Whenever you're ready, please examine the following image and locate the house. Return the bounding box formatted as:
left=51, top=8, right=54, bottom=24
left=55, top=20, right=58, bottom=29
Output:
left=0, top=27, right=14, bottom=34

◆ Prompt ◆
Reproduce the listing above verbatim, keeping every line in its original order and form.

◆ Answer ◆
Whenever you're ready, please examine the following image and locate the house. Return the bounding box formatted as:
left=51, top=8, right=54, bottom=24
left=55, top=20, right=58, bottom=29
Output:
left=0, top=27, right=14, bottom=34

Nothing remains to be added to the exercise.